--- START OF Source material ---

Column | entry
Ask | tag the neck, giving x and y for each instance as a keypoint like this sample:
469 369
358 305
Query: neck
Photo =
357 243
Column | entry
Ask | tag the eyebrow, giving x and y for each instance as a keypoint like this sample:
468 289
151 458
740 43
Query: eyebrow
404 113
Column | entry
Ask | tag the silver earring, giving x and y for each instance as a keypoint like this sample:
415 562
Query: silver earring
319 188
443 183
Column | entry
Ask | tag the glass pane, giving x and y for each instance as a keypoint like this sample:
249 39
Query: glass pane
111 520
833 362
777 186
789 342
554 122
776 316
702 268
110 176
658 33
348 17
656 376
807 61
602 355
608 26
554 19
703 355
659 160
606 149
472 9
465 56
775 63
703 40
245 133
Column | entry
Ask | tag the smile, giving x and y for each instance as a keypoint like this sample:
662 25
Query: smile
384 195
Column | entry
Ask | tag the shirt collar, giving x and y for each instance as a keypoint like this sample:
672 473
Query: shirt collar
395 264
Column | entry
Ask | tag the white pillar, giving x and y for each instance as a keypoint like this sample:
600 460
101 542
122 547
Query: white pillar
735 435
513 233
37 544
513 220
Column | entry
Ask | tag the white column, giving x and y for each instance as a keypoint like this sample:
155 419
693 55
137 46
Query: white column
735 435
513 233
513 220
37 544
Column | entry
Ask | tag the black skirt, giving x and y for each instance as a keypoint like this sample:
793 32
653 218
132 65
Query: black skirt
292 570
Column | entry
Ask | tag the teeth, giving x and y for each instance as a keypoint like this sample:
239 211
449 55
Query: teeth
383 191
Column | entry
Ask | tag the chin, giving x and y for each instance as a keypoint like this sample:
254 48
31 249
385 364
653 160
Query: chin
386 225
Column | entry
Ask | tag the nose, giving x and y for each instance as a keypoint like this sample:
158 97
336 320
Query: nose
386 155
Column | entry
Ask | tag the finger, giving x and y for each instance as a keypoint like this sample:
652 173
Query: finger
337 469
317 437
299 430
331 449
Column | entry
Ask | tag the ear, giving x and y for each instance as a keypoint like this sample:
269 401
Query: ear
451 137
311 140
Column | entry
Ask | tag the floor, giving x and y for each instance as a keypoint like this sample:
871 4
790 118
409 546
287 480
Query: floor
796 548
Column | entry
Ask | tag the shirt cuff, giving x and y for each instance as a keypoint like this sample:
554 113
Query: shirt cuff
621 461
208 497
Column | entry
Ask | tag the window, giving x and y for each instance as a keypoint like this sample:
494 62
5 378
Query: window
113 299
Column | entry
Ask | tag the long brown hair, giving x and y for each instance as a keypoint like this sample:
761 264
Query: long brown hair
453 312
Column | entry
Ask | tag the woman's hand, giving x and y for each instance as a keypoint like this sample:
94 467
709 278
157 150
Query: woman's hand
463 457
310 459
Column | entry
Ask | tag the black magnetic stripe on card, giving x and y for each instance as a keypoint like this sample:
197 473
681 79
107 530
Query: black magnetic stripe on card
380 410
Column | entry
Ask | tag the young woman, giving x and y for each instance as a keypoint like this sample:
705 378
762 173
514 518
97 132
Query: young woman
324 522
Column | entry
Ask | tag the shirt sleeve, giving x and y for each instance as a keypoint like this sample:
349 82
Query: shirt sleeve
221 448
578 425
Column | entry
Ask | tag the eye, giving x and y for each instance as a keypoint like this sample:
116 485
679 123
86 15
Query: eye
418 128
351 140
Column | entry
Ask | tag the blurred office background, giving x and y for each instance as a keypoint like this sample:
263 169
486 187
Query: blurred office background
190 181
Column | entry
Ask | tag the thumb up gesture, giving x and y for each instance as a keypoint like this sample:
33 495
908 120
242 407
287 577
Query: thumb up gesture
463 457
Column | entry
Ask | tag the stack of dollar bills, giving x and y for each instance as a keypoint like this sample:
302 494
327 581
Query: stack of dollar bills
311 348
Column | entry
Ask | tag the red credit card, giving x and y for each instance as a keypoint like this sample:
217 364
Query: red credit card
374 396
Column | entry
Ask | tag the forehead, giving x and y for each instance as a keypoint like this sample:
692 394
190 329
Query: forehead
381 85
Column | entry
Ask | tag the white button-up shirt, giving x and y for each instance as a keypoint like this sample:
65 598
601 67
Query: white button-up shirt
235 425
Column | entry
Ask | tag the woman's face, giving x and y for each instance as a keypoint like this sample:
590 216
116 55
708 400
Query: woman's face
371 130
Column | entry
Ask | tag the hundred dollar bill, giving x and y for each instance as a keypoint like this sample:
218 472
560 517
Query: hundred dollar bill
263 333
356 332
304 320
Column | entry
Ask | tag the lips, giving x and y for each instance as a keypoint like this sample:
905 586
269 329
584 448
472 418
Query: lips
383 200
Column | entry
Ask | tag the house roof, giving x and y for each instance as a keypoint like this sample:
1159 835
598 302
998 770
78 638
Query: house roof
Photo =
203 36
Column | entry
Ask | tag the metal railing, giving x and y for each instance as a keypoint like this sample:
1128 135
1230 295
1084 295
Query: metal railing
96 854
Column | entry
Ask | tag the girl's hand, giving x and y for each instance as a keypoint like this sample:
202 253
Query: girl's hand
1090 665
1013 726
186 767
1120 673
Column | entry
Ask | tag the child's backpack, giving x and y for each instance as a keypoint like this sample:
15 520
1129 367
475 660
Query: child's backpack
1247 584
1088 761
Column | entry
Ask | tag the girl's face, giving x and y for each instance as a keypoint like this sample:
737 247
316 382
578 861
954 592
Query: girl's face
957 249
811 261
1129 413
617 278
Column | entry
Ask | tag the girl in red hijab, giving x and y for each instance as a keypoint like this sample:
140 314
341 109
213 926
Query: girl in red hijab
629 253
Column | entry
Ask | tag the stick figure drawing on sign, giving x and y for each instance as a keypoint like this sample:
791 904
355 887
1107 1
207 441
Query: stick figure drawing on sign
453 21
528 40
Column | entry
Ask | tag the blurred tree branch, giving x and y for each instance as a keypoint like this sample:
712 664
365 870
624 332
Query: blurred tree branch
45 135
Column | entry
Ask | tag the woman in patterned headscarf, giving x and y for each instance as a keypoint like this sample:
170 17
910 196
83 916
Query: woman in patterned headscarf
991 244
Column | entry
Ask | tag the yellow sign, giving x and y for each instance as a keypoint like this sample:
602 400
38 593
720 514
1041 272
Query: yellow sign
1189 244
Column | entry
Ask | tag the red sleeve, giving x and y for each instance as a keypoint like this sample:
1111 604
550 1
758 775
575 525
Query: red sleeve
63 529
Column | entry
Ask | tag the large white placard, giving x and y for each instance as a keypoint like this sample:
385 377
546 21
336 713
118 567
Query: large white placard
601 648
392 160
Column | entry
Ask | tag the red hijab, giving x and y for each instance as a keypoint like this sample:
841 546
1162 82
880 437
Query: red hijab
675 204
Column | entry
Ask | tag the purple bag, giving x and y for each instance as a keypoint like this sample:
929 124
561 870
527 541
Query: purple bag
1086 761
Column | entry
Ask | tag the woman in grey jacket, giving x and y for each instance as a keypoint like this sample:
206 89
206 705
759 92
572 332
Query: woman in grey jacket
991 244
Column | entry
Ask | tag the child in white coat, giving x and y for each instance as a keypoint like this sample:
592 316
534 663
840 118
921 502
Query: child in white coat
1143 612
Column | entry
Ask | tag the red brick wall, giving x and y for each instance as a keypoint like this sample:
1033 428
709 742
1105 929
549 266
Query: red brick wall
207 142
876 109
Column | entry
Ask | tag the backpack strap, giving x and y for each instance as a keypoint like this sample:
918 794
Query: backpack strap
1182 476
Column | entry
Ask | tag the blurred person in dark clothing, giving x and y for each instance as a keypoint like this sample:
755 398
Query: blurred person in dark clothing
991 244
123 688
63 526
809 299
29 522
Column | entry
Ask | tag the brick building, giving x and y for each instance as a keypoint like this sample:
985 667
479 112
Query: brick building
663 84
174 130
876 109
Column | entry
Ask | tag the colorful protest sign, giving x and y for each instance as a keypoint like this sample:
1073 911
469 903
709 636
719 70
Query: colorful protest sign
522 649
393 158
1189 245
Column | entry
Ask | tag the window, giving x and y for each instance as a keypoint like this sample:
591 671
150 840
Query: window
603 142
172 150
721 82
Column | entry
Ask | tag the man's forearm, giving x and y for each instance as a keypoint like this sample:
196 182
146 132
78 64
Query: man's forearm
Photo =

--- END OF Source material ---

Extract every line of the listing that contains the string "clothing". Case counts.

The reply:
Ask | tag the blurred person in dark clothing, giving x and y for each instance as a keypoint like this sample:
Query: blurred person in dark clothing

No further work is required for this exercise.